• _Data extract_
########################################

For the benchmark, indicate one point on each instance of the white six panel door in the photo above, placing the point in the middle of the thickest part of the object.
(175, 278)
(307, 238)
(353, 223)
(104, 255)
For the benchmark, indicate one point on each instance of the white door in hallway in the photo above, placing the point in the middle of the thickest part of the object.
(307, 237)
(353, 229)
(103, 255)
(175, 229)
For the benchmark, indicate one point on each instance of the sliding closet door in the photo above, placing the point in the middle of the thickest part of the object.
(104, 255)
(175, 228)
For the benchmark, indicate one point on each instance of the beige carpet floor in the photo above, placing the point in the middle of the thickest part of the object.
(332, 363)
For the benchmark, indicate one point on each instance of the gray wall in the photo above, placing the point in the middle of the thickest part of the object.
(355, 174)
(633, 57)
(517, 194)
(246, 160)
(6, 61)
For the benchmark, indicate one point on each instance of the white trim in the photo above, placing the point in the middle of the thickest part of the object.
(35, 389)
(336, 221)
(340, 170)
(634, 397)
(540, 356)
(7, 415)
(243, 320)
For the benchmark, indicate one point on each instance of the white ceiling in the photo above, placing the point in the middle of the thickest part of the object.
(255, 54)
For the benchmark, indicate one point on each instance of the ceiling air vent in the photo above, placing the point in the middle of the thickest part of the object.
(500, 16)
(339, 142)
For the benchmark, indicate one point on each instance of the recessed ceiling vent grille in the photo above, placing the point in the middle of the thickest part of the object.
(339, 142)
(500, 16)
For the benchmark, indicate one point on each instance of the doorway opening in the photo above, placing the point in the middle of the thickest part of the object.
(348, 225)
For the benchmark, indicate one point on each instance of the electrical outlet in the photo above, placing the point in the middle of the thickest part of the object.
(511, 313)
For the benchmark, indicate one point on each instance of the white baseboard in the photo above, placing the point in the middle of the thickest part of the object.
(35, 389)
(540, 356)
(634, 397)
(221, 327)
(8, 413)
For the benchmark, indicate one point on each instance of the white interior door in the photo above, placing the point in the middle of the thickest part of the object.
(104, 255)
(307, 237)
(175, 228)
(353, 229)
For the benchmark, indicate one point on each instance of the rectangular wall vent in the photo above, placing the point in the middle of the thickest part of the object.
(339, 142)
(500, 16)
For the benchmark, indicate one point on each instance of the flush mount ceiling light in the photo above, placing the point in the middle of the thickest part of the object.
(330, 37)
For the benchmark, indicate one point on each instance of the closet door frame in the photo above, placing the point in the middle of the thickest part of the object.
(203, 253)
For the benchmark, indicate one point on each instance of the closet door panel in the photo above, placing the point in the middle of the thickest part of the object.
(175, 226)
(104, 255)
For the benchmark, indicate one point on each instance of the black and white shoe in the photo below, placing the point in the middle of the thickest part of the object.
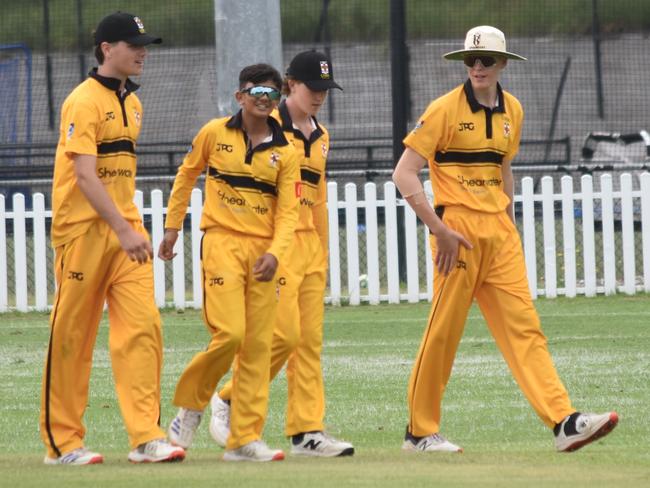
(319, 444)
(430, 443)
(580, 429)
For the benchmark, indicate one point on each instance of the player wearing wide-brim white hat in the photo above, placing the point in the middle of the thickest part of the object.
(483, 40)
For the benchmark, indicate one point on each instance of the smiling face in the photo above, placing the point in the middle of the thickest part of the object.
(259, 107)
(484, 78)
(122, 59)
(306, 100)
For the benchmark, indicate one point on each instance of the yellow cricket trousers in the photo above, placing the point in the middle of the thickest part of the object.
(298, 333)
(494, 272)
(239, 313)
(90, 270)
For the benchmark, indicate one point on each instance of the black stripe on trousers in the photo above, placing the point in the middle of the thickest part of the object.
(48, 370)
(419, 364)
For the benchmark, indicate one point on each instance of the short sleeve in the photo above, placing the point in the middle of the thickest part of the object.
(426, 136)
(80, 122)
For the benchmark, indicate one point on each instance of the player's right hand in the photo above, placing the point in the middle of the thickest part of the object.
(166, 248)
(135, 245)
(448, 243)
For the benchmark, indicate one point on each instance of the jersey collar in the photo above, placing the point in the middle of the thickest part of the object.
(113, 83)
(278, 139)
(475, 106)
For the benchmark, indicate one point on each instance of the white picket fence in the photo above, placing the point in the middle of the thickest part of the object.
(350, 283)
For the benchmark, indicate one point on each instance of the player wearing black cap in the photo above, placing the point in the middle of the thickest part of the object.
(103, 254)
(298, 332)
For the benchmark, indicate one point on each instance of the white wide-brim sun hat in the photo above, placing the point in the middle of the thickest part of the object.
(484, 40)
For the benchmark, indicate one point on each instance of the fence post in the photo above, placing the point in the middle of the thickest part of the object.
(588, 238)
(392, 258)
(548, 224)
(334, 245)
(4, 291)
(607, 224)
(645, 229)
(40, 253)
(627, 229)
(372, 243)
(352, 238)
(568, 236)
(157, 232)
(197, 236)
(528, 217)
(412, 278)
(20, 252)
(178, 271)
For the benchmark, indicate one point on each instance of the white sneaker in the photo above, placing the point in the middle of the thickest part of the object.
(181, 430)
(430, 443)
(319, 444)
(580, 429)
(78, 457)
(156, 451)
(256, 451)
(220, 420)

########################################

Repeat every one of the items above word for word, omitting the images.

• _Expected output_
For the benchmark, indicate one point on each instance of the white six panel door in the photo above, placing the point in the middle of the thickest part of the object.
(175, 278)
(307, 238)
(353, 223)
(104, 255)
For the benchmark, indicate one point on each instance of the white door in hallway in the photo above, placing the point in the middle of the thickest part of the object.
(307, 237)
(353, 229)
(103, 255)
(175, 229)
For the benchmark, indicate one point on each instance of the sliding closet door in the photo above, placing the point in the middle of the thickest part of the object.
(104, 255)
(175, 228)
For the benchmark, indicate one point on each instance of the beige carpet floor in the photo above, placing the point in the middle of the thickest part of the object.
(332, 363)
For the benchmark, indicate one point on each instance of the gray wall in the photo above, placing the point in the middle of the thickest part of the object.
(355, 174)
(633, 57)
(517, 194)
(246, 160)
(6, 61)
For the benchmark, indicate one point on each instance of the white trim in the photo above, placing the point in the middle of the thickest part of the object.
(35, 389)
(336, 221)
(340, 170)
(634, 397)
(540, 356)
(7, 415)
(243, 320)
For the benchmark, indicate one point on each instance of the white ceiling in the photo above, placing the point in the middle of the thickest part of the object.
(255, 54)
For the benchmark, indicate one point on each instance of the ceiling air vent in the photo above, placing the point in the middle of the thickest part of the object.
(500, 16)
(339, 142)
For the benchmark, indicate one point on each instance of the recessed ceiling vent grille in the photo above, placing the point in the middle of the thickest part of the object.
(339, 142)
(500, 16)
For the benchmark, indicate one point on each instance of the doorway opening in the photo above, placing the point in the middle of the thickest part of the object.
(348, 225)
For the benchmark, indicate one point on each instance of the electrical outlet in the photo above, placing the point in the middle of the thickest part of the object.
(511, 313)
For the benchmark, indicate one point on each instance of the white baseboard in the photo above, placing the point in the middle of the thickest part of the object.
(35, 389)
(540, 356)
(634, 397)
(221, 327)
(8, 413)
For the benchmark, indicate one point on each instance of the white interior door in the photo above, placing the point in the middle of the thickest part of the object.
(104, 255)
(307, 237)
(175, 228)
(353, 229)
For the benchmark, indicate one point on each instance of the rectangular wall vent in the photo above, placing the point in the middle of the thickest part of the object.
(339, 142)
(500, 16)
For the benchmark, indicate one point on each instance of the flush mount ceiling light in the photo above, placing the point in the middle of the thickest part of the object.
(330, 37)
For the benchmark, indicate one point on each instance of the closet door frame in the photo above, placing the point in the middle of the thickest part of the object.
(203, 253)
For the benchmark, indicate one point on each instance of the closet door panel in the photo above, placing the point in the middle of the thickest part of the object.
(175, 226)
(104, 255)
For the benchmark, indicate one point on each instance of the black and white shoe in the photo below, placing the point in the middle of the thickest part of the object.
(319, 444)
(430, 443)
(580, 429)
For the benchmark, indicate one point on each instance of the player wearing wide-brim white hat in the photo above, placing the point in the middle of the thickest part of the object.
(483, 40)
For the benchmark, indicate one point on each instance of the smiling face in the photo above, placing the point in the middle of the thickest part of the object.
(259, 107)
(484, 78)
(122, 59)
(306, 100)
For the benchmark, indicate one point on each instance of the yellow cricket trousers in the photo above, placing the point in the middle of the thickest part of the object.
(298, 333)
(494, 272)
(239, 313)
(90, 270)
For the benchmark, indicate one point on each instance of the black stripe on trousers in the photo above, placing the point in the middle of the thickest part of the object.
(48, 370)
(419, 364)
For the benchmark, indicate one point on each instance of the short sleeve in the photo above, placing the point in the middle of the thickest part of the object.
(426, 136)
(80, 122)
For the benchmark, indicate one point on each instance of the player's right hand in the photo above, placing the point in the middle of the thickest part of the object.
(166, 248)
(135, 245)
(448, 243)
For the benchmark, indicate one point on each instance of the jersey collar in the photo above, placing the point in the middle of the thickest part of the object.
(113, 83)
(278, 139)
(475, 106)
For the benchmark, indicate one point on each instance of the white picket fence in the photo above, placing the point in the middle of the thickest part of the object.
(350, 283)
For the benchmark, indicate one point on each instance of the player wearing black cap in the photo above, placing the point in the middle of the thickest part of the object.
(103, 254)
(298, 332)
For the benchmark, indicate one point on each instance of the white wide-brim sun hat in the photo above, placing the point in the middle of the thickest part of the object.
(484, 40)
For the benchmark, indicate one point on each instance of the fence post in the photo above, placing the point in the middle of the thickest part of the object.
(588, 238)
(392, 258)
(548, 224)
(334, 245)
(4, 291)
(607, 224)
(645, 229)
(40, 253)
(627, 229)
(372, 243)
(352, 238)
(568, 236)
(157, 232)
(197, 236)
(528, 217)
(412, 278)
(20, 252)
(178, 271)
For the benchmark, indicate one point on each instance of the white sneaker in the photo above, placing the point in the middle of the thickest part of the object.
(181, 430)
(430, 443)
(319, 444)
(580, 429)
(78, 457)
(156, 451)
(256, 451)
(220, 420)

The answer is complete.